══ Input rows ══

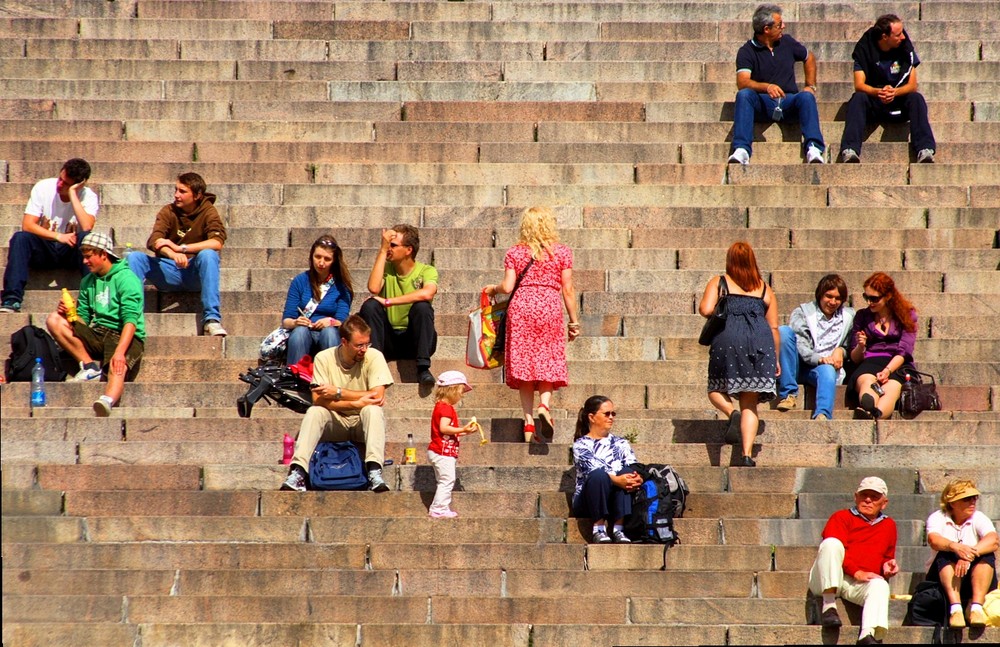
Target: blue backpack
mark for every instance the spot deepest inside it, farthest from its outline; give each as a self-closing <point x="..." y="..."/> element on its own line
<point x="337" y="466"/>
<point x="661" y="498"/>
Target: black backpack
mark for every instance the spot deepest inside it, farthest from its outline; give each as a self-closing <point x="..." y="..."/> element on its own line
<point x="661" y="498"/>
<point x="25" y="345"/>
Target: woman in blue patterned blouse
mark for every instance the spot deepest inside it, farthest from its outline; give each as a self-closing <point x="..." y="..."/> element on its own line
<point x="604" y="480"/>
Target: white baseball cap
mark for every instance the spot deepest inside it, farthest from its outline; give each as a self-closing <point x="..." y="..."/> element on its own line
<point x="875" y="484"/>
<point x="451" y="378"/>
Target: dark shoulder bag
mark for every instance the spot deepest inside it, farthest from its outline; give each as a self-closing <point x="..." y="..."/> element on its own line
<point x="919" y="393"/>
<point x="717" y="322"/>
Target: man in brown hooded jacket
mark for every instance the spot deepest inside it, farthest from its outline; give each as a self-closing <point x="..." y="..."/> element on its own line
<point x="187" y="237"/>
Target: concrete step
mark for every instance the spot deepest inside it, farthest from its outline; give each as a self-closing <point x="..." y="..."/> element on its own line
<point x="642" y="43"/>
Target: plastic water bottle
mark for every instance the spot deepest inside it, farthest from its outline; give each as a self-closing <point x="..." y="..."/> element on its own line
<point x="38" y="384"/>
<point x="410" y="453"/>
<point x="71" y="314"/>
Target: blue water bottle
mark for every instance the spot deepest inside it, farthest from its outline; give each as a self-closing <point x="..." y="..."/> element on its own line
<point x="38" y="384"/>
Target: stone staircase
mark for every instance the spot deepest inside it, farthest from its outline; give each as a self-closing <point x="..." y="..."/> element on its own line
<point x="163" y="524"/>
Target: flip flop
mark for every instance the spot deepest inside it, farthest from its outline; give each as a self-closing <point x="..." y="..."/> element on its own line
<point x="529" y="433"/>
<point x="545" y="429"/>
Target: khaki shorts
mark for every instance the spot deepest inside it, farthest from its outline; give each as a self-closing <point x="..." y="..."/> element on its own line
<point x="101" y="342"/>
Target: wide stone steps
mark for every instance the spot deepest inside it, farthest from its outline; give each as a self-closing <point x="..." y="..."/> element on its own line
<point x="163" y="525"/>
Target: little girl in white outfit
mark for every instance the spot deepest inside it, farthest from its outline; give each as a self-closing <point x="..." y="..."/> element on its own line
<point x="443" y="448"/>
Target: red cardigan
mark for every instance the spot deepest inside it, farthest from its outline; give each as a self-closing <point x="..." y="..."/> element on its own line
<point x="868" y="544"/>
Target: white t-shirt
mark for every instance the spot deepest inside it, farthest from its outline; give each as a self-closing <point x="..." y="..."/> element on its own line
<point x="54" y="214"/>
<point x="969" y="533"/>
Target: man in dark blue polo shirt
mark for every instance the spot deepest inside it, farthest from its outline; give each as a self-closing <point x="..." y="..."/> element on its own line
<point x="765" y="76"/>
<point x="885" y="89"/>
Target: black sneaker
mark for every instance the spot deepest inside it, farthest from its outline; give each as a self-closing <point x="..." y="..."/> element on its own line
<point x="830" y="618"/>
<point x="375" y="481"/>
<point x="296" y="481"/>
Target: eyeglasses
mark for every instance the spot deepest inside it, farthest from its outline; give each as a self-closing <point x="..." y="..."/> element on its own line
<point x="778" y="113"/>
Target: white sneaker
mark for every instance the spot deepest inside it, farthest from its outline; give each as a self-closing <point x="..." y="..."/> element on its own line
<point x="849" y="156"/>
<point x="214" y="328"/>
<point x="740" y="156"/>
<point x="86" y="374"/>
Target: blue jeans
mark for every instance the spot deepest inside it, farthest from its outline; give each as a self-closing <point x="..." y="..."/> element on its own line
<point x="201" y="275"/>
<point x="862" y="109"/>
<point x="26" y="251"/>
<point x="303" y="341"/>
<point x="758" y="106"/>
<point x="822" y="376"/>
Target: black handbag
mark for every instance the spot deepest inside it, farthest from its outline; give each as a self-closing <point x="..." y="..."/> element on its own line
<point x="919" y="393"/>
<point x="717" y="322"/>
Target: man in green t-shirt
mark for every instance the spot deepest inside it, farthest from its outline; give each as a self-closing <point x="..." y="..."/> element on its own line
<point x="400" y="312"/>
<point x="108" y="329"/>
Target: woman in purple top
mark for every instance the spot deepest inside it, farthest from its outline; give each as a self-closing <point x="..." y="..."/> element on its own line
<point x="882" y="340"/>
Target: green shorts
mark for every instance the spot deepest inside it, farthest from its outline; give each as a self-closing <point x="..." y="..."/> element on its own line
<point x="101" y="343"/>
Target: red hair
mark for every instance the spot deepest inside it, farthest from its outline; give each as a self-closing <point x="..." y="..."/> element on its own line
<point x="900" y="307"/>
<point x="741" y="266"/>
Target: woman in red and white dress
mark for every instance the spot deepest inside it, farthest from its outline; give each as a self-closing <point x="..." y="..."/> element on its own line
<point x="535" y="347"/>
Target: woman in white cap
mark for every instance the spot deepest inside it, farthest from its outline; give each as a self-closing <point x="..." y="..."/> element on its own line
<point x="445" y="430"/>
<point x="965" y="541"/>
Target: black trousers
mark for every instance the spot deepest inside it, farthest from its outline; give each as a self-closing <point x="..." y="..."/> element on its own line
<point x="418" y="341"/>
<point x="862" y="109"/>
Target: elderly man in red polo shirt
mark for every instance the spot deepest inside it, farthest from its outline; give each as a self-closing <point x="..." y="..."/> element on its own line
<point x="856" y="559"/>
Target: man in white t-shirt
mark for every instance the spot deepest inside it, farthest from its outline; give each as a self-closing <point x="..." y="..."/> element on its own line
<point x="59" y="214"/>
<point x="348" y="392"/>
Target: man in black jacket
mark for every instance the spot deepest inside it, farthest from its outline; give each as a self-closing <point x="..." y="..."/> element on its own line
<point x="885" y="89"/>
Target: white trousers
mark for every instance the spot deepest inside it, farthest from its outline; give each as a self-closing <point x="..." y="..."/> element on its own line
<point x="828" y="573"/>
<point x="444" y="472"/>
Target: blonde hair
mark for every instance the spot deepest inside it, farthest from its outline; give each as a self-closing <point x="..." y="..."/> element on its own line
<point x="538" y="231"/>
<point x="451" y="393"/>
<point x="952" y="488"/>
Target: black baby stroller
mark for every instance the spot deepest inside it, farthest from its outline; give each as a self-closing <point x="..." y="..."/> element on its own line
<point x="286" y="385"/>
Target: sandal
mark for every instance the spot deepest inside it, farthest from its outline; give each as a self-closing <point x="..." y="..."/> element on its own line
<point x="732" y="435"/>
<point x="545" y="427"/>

═══
══ Input rows ══

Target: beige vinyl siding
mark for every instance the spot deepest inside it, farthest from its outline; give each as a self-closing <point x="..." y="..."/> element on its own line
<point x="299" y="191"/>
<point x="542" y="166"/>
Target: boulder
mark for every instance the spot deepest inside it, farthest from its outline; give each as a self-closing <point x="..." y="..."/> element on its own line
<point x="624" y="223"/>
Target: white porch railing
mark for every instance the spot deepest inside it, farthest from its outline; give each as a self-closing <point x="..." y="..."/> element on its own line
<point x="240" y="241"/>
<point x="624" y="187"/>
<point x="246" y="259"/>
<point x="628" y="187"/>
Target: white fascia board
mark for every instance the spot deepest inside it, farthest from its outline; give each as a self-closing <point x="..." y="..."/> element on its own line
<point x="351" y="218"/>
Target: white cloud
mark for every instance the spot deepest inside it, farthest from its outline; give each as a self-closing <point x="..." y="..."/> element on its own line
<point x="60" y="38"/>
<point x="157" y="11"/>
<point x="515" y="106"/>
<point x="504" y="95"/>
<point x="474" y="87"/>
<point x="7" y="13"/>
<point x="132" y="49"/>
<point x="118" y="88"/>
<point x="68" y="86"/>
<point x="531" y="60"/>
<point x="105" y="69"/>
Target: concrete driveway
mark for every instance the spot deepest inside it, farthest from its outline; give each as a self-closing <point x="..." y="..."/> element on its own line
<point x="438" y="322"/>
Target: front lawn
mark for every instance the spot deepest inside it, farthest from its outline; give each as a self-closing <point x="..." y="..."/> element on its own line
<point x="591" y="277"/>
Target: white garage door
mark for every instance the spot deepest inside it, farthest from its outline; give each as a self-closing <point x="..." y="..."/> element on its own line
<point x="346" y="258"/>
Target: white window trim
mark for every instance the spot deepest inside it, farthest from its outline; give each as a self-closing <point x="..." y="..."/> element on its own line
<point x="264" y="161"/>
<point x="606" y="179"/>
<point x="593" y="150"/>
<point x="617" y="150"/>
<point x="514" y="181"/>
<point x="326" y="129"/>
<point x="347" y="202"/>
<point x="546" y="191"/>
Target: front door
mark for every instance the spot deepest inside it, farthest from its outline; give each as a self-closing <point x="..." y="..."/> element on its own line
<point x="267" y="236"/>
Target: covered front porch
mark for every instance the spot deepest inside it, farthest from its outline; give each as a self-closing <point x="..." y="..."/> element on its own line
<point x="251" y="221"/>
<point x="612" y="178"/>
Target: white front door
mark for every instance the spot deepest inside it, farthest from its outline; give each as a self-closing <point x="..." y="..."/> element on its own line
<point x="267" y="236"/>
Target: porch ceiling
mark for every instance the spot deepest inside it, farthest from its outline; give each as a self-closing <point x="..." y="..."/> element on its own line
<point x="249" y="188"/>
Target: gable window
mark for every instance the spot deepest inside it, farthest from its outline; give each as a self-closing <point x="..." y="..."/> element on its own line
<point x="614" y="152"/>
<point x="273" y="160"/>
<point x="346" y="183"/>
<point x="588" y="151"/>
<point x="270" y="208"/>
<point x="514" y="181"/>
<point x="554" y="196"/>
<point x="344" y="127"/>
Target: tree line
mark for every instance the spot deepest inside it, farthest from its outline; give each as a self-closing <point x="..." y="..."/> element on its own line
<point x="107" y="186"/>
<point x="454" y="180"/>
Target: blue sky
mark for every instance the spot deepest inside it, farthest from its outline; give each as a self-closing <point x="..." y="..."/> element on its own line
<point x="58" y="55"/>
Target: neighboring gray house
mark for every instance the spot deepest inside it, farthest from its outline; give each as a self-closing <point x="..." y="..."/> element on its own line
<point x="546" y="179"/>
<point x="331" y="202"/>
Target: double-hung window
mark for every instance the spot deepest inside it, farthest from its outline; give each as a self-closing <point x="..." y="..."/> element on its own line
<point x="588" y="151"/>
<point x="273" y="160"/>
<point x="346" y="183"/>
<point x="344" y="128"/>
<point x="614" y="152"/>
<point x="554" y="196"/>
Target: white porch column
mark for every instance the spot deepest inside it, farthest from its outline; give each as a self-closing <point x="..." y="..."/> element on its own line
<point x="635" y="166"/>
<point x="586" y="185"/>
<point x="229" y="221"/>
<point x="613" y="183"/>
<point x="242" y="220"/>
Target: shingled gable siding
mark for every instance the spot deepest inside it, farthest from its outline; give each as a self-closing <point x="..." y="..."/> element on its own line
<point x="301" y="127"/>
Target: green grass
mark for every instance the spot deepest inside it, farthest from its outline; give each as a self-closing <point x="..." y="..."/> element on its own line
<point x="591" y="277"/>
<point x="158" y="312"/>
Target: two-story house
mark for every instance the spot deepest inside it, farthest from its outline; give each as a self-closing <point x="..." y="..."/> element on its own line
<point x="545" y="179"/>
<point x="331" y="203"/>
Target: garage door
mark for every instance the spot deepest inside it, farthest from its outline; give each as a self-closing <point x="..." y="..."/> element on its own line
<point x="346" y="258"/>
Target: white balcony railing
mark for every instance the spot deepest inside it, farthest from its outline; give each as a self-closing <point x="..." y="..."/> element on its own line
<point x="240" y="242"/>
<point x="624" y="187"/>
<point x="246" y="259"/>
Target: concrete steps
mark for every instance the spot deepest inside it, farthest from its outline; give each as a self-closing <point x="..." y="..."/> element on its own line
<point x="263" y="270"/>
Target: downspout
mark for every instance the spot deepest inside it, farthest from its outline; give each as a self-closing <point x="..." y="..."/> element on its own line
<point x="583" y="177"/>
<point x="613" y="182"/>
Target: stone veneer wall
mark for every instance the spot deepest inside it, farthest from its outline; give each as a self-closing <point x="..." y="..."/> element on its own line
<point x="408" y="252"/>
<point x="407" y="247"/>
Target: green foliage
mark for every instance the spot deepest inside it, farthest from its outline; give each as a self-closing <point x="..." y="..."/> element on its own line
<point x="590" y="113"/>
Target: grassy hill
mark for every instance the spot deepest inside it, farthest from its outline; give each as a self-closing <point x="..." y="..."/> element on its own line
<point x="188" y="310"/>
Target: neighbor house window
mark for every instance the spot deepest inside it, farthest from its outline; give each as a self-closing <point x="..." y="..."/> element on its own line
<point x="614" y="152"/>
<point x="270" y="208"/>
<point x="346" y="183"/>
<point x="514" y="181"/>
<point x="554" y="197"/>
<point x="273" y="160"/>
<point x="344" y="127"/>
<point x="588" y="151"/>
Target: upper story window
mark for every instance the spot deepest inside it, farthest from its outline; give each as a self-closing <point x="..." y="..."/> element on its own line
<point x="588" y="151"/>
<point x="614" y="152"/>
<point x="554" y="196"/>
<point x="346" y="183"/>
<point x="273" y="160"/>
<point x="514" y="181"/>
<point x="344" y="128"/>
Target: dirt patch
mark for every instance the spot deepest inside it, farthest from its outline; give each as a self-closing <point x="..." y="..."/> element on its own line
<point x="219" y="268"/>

═══

What needs to be done:
How many lines in the rows above contain the word "polo"? Reply with the number alone.

Exercise output:
2